### Page extract
○ ○ ○
Through farms and forests, we crawl along. Finding elderflowers in Eldersville, Pennsylvania, seemed poetic. West of there, we enter West Virginia at a tiny border crossing that apparently doesn’t deserve a Welcome to West Virginia sign. Our first town is Follansbee where we stumble upon a bakery; not much left, though, we leave with a still-hot blackberry pie. Don’t think for a second we left with a slice; we left with the whole thing.

Wellsburg, West Virginia, is a well-maintained, beautiful village kept alive by the steel industry and coal-generated power. Lunch was at a small Main Street restaurant with a great homemade chicken dumpling soup. Their chicken pot pie was the daily special; I went for it while Mom had a Philly cheesesteak. Steel and coal are still alive here, and the town is better for it. Wellsburg is impeccable.

Pennsylvania

We remain on the West Virginia side of the Ohio River as we meander further south for another hour or two of curves and hills. Passing the south side of Wheeling, we cross over the river, landing in Ohio. More forests and farms dot the landscape along this side of the Ohio River.

Pennsylvania

It is a slow day of driving for us and by the time we start approaching Belpre, Ohio, we are ready for dinner. I know you must be thinking, “Jeez, these two are eating their way across America.” To an extent, that is true, but since leaving Wellsburg, hours and hours have passed.
○ ○ ○
### Dataset entries
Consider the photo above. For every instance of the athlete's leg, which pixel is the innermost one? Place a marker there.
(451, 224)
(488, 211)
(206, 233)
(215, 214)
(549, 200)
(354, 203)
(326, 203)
○ ○ ○
### Problems to work on
(a) In the travel account, rewrite the paragraph beginning "Wellsburg, West Virginia, is" more briefly, keeping its main facts.
(b) Continue the travel account from where it stops.
The data is not needed here.

### The answers
(a) Wellsburg, West Virginia, is a beautiful, well-kept village sustained by steel and coal-generated power, and it is better for it. At a small Main Street restaurant serving a great homemade chicken dumpling soup, I had the chicken pot pie daily special and Mom had a Philly cheesesteak. The town is impeccable.

(b)
Ohio

We see that Parkersburg, West Virginia, is bigger than Belpre and figure there are better dining options over there. So we pay the toll to cross the bridge and, at the toll booth ask an elderly guy where’s the best place to get catfish. He recommends that we go back up Route 7 over in Ohio, where we just came from, to a place called Catfish Heaven. Great, we make a U-turn that takes a mile to figure out. We pay the toll to return over the bridge and head back up Route 7.

Four or five miles, just as the guy told us. There it is, except it is called Catfish Paradise. I should note I know this is the right place because before committing to this backtracking, I stopped at a 7/11 to ask the cashier for confirmation of the location. I explained that my mom and I wanted some catfish and that the guy at the toll booth told us about Catfish Heaven; she nodded in agreement and confirmed that the place is only 4 or 5 miles north.

Ohio

We miss the turn but find a middle-of-the-road spot to make a U-turn that was probably only supposed to be used by law enforcement – hey, I’m a tourist! We see fishermen around the roadside little lake and think, wow, this must be a catch-and-eat fresh kind of place. Oh, NO, it’s not! This is not a restaurant. This is a catfish farm with no onsite cook waiting to batter our fresh catch of the day and throw some hot sauce and lemon at us.

I’m sure that this is some kind of joke played on tourists, knowing we wanted fried fish, not swimming fish. Mom is cackling like a chicken; I’m a bit annoyed at wasting the 20 minutes, seventy cents in tolls, and having to listen to Mom bust a gut for the next 10 minutes.

Ohio

Defeated we decide to skip our hunt for fish and keep on driving, certain we’ll find something soon.

Ohio

Out on the Ohio Scenic Byway just enjoying the day.

Ohio

Lucky us as one of our encounters with a local person, had recommended that we leave Highway 7 and take Route 124 instead. We are now on even more rural lands with no services, no hotels, no restaurants, and a detour. Tomato fields, bell peppers, corn, eggplants, chilies, beans, and more tomatoes dot the landscape here near the Ohio River.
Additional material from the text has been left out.